_Consigne 1_.
Reproduisez à l'identique le texte ci-dessous sur le parcours de Sartre.

_Texte proposé_.
Vero : Je considère que le livre ne fait pas une réflexion explicite sur la masculinité, mais plutôt un récit du parcours de l'auteur à la recherche de son authenticité personnelle. Et ici sont impliqués de nombreux thèmes, par exemple ses aspirations à s'identifier en tant qu'un grand homme, tout comme ceux qu'il aime avoir autour de lui.

 

Un exemple que j'aimerais citer pour appuyer ce point et qui se trouve à la page … est le suivant :

 

"Il y a quelques jours, au restaurant, le fils du patron, un petit garçon de sept ans, criait à la caissière : « Quand mon père n'est pas là, c'est moi le Maître. » Voilà un homme ! A son âge, je n'étais maître de personne et rien ne m'appartenait".

 

Dans ce passage, il parle d'autres enfants qui, dès leur plus jeune âge, trouvent leur place dans le monde et savent qu'ils hériteront de la fortune ou du travail de leurs parents. On y voit également les contradictions et les dilemmes émotionnels auxquels est confronté Sartre tandis qu'il tente de s'intégrer dans la société.

Exemples d'étiquetage par points:
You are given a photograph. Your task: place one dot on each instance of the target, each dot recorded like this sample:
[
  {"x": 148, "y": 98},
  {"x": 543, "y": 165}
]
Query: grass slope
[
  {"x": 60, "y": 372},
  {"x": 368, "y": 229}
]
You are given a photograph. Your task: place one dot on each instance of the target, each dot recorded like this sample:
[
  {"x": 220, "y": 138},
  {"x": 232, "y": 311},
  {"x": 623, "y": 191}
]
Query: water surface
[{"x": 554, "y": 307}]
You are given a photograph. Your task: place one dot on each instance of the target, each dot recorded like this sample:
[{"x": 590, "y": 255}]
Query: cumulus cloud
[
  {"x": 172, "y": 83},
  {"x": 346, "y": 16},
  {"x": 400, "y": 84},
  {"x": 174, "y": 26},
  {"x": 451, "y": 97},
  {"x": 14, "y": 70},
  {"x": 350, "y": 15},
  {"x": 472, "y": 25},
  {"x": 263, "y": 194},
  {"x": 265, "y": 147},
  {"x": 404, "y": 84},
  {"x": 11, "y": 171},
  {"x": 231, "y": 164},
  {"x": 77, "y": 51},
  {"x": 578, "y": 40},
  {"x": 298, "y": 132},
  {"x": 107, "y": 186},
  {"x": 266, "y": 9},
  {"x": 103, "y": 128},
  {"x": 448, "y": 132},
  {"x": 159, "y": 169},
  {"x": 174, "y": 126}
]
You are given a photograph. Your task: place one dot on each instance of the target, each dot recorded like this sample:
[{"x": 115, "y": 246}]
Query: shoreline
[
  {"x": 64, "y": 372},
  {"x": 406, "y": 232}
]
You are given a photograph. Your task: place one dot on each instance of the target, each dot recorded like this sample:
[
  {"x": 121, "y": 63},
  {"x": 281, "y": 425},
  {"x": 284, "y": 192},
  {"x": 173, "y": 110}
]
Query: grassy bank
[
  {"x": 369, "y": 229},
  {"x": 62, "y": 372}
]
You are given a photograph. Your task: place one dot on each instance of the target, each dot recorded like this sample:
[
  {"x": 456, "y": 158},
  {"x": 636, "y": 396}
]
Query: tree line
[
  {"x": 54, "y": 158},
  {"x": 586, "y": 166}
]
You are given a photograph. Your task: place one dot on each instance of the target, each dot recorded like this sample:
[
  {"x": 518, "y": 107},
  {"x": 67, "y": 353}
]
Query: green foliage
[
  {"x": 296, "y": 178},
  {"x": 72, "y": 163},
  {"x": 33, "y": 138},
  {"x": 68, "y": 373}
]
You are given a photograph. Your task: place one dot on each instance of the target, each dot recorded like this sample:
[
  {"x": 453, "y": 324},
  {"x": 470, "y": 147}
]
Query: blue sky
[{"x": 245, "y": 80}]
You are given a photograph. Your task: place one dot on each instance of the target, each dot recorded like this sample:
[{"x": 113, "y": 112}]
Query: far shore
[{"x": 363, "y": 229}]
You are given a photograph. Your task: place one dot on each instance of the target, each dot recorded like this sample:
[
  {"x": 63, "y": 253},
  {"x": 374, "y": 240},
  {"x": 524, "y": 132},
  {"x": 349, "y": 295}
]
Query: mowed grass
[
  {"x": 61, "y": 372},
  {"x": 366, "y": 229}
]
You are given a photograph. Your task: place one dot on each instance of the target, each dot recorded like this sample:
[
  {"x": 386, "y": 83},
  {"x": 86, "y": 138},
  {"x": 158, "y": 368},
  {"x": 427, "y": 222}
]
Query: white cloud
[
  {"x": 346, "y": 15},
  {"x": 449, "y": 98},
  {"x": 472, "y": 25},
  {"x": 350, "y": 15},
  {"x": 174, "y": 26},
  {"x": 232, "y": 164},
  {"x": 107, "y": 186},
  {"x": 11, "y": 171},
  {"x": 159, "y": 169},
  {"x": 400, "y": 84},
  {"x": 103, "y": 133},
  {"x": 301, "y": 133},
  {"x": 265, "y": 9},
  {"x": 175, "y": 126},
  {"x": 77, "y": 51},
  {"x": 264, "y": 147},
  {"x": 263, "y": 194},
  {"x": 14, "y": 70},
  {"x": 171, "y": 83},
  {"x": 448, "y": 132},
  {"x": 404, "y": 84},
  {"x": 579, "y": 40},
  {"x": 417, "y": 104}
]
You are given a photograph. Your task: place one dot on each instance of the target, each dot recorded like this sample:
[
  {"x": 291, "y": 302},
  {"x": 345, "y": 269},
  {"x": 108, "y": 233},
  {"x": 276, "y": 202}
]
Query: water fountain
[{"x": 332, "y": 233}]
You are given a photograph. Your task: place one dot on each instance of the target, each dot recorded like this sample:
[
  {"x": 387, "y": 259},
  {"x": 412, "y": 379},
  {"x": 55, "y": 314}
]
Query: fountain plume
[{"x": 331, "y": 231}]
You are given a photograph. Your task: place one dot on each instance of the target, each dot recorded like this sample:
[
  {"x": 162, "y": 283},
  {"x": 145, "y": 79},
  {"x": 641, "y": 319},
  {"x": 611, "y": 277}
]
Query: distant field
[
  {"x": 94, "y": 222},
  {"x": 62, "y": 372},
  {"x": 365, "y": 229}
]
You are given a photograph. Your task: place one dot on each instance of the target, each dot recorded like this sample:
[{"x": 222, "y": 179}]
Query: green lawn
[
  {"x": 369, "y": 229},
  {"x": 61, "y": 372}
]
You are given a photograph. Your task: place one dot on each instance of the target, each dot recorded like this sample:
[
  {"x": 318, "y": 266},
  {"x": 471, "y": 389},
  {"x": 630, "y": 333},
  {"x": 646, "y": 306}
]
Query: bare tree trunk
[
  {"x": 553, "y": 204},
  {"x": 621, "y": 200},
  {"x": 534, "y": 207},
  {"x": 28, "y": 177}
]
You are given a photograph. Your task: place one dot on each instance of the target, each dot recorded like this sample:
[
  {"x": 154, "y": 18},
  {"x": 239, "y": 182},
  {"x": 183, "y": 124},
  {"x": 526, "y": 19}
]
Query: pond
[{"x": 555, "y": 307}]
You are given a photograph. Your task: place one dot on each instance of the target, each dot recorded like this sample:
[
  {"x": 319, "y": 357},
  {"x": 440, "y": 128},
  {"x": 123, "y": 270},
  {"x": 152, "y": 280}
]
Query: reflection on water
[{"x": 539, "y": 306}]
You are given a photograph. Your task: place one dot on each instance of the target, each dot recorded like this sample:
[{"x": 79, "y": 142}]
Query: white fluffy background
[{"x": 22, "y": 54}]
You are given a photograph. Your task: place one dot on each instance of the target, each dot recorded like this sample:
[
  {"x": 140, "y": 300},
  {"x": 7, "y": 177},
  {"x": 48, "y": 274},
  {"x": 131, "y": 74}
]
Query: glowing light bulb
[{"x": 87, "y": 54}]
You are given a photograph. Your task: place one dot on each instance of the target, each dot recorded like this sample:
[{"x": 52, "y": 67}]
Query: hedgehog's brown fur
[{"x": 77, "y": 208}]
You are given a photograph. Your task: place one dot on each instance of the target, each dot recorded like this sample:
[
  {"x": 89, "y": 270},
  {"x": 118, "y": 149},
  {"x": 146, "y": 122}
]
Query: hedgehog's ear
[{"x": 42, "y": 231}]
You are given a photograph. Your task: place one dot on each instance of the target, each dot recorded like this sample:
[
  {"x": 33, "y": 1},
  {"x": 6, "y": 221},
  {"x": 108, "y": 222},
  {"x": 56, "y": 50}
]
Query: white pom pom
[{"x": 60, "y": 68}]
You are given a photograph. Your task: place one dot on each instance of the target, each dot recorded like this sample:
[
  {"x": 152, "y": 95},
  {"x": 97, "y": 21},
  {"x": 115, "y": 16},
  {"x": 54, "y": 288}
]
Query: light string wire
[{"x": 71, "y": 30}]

_Consigne 2_.
Comptez les lignes de la liste ci-dessus qui contiennent la chaîne « light ». Donnez uniquement ce nombre.

_Réponse attendue 1_.
Vero : Je considère que le livre ne fait pas une réflexion explicite sur la masculinité, mais plutôt un récit du parcours de l'auteur à la recherche de son authenticité personnelle. Et ici sont impliqués de nombreux thèmes, par exemple ses aspirations à s'identifier en tant qu'un grand homme, tout comme ceux qu'il aime avoir autour de lui.

 

Un exemple que j'aimerais citer pour appuyer ce point et qui se trouve à la page … est le suivant :

 

"Il y a quelques jours, au restaurant, le fils du patron, un petit garçon de sept ans, criait à la caissière : « Quand mon père n'est pas là, c'est moi le Maître. » Voilà un homme ! A son âge, je n'étais maître de personne et rien ne m'appartenait".

 

Dans ce passage, il parle d'autres enfants qui, dès leur plus jeune âge, trouvent leur place dans le monde et savent qu'ils hériteront de la fortune ou du travail de leurs parents. On y voit également les contradictions et les dilemmes émotionnels auxquels est confronté Sartre tandis qu'il tente de s'intégrer dans la société.

_Réponse attendue 2_.
2